▶ WORK REQUIRED
Give back every line below that contains the word "front".

[Excerpts from pointing data]

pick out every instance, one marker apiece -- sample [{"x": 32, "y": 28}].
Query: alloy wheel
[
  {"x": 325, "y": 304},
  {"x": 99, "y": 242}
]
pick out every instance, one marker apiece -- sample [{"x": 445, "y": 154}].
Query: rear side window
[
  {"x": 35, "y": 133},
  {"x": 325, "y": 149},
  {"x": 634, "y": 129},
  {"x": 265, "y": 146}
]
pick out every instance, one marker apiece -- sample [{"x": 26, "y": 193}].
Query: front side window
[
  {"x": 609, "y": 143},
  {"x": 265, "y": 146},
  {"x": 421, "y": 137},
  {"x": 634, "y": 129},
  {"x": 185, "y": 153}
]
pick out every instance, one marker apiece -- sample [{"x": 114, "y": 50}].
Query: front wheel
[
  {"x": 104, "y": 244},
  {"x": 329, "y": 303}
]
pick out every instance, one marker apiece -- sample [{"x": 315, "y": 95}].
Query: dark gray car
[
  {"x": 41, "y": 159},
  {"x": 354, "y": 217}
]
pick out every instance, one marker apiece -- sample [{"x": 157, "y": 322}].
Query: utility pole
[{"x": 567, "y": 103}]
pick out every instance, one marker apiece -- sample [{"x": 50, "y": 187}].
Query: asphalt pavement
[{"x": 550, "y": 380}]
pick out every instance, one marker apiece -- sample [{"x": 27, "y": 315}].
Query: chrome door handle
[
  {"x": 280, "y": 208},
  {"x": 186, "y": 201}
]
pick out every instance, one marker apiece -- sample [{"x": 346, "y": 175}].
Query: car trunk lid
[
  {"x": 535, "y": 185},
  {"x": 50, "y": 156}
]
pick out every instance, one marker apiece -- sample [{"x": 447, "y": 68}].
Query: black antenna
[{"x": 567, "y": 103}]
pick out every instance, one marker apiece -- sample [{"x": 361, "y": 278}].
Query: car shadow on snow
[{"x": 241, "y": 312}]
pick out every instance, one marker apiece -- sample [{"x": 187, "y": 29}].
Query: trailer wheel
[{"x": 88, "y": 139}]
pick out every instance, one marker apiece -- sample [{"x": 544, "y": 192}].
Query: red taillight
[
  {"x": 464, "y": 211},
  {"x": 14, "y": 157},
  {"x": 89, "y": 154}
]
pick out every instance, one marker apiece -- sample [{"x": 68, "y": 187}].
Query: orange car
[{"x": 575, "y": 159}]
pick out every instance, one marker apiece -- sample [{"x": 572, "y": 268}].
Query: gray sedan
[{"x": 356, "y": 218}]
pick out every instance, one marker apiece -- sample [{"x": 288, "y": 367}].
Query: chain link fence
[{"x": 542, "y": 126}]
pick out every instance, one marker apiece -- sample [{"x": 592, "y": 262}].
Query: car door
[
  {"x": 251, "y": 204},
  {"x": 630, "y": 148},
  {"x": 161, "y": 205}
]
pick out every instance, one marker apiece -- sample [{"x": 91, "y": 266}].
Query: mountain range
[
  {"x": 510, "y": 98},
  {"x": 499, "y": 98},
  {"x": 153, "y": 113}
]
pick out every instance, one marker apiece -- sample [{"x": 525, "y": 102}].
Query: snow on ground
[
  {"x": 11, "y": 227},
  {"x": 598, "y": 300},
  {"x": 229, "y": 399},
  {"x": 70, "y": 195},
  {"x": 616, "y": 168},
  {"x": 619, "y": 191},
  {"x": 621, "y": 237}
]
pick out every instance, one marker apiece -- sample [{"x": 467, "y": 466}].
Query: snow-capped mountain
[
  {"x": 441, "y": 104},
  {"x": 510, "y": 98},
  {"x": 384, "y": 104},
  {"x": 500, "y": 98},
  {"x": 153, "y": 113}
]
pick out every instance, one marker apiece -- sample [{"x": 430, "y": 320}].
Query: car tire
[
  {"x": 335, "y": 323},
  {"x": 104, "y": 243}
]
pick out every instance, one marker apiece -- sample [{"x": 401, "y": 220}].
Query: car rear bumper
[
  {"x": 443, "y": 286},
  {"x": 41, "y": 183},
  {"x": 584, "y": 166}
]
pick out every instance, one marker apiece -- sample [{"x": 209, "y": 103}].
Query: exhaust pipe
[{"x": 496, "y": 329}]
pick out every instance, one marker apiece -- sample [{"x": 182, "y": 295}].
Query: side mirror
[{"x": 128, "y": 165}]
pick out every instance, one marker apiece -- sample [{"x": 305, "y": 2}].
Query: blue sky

▶ TASK RESPONSE
Query: front side window
Query: front wheel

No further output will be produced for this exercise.